▸ Consigne 1: D'après l'extrait sur la sentence arbitrale relative à la clause de RPA, quelle entité figurait en premier, expressément désignée, dans la sous-définition de « Sociétés du groupe » ?
▸ Consigne 2: Citez mot pour mot le passage de l'extrait sur la sentence arbitrale relative à la clause de RPA qui va de « En ce qui concerne » jusqu'à « de la coentreprise. ».
▸ Consigne 3: Poursuivez l'extrait sur la sentence arbitrale relative à la clause de RPA à partir de l'endroit où il s'arrête.

▸ Extrait du document:
En ce qui concerne les modalités de la clause de RPA, l’arbitre a conclu que la convention définissait la notion d’endettement de manière « large » et que cette approche s’étendait à la définition d’« Endettement à la date de clôture » et à sa sous-définition de « Sociétés du groupe », dont la coentreprise était la première entité expressément désignée. Si les parties avaient eu l’intention d’exclure la dette de la coentreprise de la clause de RPA, elles auraient très bien pu le faire, a-t-il souligné. De toute évidence, elles n’avaient pas l’intention de le faire, vu le nombre d’exclusions à la définition d’« Endettement » qu’elles ont effectivement prévues. En somme, le « langage clair et sans équivoque » de la clause de RPA exigeait de déduire la dette de la coentreprise.
Quant aux arguments du vendeur selon lesquels d’autres dispositions de la convention venaient modifier le sens de la clause de RPA, l’arbitre a conclu que le vendeur avait échoué à chacune de ces tentatives en raison du « libellé clair » de la clause de RPA et de ses termes définis. À des fins d’interprétation, l’arbitre ne permettrait pas que des « dispositions différentes et essentiellement non liées » soient utilisées comme « porte de sortie » pour « modifier les définitions essentielles et les modalités économiques de l’entente commerciale entre les parties ». L’arbitre a également souligné que les parties avaient convenu d’un traitement sur mesure à l’égard de certaines modalités financières clés. Comme pour les exclusions particulières prévues à la définition d’« Endettement », l’attention portée aux termes tels que « Fonds de roulement » indique que les parties auraient expressément exclu la dette de la coentreprise de la clause de RPA si elles avaient eu l’intention de le faire.

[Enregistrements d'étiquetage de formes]
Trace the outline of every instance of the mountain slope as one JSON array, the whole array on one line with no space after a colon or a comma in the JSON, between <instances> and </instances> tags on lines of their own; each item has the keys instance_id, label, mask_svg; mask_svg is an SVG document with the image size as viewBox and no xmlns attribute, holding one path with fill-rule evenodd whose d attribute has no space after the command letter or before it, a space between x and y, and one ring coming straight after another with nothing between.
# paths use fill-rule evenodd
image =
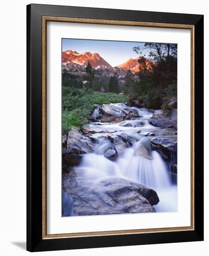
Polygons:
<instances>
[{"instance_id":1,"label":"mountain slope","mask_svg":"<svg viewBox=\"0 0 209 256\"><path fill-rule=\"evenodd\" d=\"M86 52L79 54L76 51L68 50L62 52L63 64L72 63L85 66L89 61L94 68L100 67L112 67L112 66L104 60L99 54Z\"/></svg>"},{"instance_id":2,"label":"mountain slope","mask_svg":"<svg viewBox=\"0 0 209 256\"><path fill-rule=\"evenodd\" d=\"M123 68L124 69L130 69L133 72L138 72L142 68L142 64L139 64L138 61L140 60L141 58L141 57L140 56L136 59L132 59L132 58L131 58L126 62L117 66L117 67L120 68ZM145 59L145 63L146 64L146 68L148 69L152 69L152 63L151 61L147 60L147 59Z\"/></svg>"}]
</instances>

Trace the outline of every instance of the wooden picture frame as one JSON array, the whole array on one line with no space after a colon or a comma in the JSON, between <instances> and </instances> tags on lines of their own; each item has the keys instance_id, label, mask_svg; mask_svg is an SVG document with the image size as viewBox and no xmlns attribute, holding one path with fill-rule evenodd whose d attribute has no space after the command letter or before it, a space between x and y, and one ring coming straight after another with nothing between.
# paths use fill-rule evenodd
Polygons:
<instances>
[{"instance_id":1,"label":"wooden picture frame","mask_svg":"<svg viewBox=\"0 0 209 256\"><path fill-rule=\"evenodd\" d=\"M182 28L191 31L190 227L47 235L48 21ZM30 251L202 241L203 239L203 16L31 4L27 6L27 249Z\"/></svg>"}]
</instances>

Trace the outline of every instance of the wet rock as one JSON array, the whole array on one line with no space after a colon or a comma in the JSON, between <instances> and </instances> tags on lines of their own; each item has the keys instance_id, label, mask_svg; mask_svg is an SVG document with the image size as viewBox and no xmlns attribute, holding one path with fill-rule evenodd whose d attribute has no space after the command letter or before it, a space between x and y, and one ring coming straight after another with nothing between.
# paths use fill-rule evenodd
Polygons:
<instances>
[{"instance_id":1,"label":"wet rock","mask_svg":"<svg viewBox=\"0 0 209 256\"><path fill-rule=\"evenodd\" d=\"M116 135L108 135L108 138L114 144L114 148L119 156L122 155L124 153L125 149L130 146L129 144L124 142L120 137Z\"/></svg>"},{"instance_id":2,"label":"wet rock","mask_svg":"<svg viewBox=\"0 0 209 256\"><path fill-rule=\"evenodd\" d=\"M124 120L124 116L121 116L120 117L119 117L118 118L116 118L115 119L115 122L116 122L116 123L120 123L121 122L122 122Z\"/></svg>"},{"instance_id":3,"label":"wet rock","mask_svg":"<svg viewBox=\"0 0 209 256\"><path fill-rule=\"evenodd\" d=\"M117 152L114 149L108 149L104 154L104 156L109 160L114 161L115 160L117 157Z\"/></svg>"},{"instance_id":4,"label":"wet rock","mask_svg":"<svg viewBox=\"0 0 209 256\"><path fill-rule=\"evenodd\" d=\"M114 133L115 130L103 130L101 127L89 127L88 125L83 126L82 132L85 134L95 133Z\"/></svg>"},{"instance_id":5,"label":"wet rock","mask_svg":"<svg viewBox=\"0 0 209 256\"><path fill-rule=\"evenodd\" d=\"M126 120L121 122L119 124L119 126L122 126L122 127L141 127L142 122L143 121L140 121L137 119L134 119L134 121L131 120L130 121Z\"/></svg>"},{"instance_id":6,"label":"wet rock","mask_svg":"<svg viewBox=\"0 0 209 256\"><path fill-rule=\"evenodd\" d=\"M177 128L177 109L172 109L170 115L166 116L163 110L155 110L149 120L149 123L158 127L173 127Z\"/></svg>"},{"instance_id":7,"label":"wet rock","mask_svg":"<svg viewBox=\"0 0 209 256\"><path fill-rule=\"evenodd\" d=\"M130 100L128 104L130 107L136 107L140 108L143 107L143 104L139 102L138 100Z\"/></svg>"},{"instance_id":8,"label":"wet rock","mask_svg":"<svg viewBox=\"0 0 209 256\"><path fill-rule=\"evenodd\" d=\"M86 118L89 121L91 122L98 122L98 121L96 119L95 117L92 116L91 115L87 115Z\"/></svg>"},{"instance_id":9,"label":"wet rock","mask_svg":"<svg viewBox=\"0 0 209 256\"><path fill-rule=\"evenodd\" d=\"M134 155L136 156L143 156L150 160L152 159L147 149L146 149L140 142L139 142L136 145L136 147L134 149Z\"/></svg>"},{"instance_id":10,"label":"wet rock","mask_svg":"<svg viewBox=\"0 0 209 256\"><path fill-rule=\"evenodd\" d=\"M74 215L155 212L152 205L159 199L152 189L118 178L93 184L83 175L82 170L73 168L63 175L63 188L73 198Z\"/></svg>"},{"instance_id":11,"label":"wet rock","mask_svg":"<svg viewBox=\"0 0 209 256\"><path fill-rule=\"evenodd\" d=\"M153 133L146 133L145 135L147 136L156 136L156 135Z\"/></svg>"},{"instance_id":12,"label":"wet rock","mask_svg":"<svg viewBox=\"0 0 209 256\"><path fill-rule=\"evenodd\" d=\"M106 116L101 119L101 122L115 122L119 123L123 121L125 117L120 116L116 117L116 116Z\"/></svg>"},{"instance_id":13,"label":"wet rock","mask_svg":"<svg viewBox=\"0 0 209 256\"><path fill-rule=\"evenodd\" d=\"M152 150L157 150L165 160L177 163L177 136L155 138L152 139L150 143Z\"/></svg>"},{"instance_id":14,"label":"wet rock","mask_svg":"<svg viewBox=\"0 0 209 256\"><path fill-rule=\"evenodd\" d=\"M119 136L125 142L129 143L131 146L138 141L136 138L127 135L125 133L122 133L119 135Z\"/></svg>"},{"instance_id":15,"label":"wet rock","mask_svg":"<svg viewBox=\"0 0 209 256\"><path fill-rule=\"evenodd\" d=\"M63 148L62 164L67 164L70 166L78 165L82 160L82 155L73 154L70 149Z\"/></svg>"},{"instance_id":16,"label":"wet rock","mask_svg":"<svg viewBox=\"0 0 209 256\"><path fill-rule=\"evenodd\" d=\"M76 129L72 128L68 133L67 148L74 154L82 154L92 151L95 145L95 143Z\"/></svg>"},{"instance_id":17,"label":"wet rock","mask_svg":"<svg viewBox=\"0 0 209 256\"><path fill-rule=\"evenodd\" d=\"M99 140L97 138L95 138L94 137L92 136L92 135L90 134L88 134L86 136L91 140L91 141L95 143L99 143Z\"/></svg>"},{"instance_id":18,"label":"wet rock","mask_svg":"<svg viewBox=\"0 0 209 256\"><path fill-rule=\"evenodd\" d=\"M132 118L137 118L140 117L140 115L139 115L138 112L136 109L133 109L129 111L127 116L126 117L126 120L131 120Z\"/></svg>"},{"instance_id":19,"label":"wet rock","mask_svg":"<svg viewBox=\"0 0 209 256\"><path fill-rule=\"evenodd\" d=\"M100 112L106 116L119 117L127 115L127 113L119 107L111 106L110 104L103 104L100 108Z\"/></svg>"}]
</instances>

▸ Réponse rédigée 1: La coentreprise.

▸ Réponse rédigée 2:
En ce qui concerne les modalités de la clause de RPA, l’arbitre a conclu que la convention définissait la notion d’endettement de manière « large » et que cette approche s’étendait à la définition d’« Endettement à la date de clôture » et à sa sous-définition de « Sociétés du groupe », dont la coentreprise était la première entité expressément désignée. Si les parties avaient eu l’intention d’exclure la dette de la coentreprise de la clause de RPA, elles auraient très bien pu le faire, a-t-il souligné. De toute évidence, elles n’avaient pas l’intention de le faire, vu le nombre d’exclusions à la définition d’« Endettement » qu’elles ont effectivement prévues. En somme, le « langage clair et sans équivoque » de la clause de RPA exigeait de déduire la dette de la coentreprise.

▸ Réponse rédigée 3:
Cette absence d’ambiguïté dans les modalités de la clause de RPA a amené l’arbitre à conclure que l’examen d’éléments de preuve extrinsèques au contrat n’était ni justifié ni admissible. De plus, l’arbitre a souligné que son interprétation du contrat « respectait » la « réalité de la relation d’affaires des parties », c’est-à-dire leur accord à une « transaction excluant l’encaisse et la dette ». L’arbitre a souligné que le vendeur avait « bénéficié » de sa part de la convention. Ainsi, le vendeur devait « supporter le fardeau » de permettre à l’acheteur de jouir de sa part. De même, l’arbitre a soulevé qu’étant donné le retrait complet de l’encaisse par le vendeur, celui-ci avait « tout de même reçu une contrepartie importante et concrète » de la vente.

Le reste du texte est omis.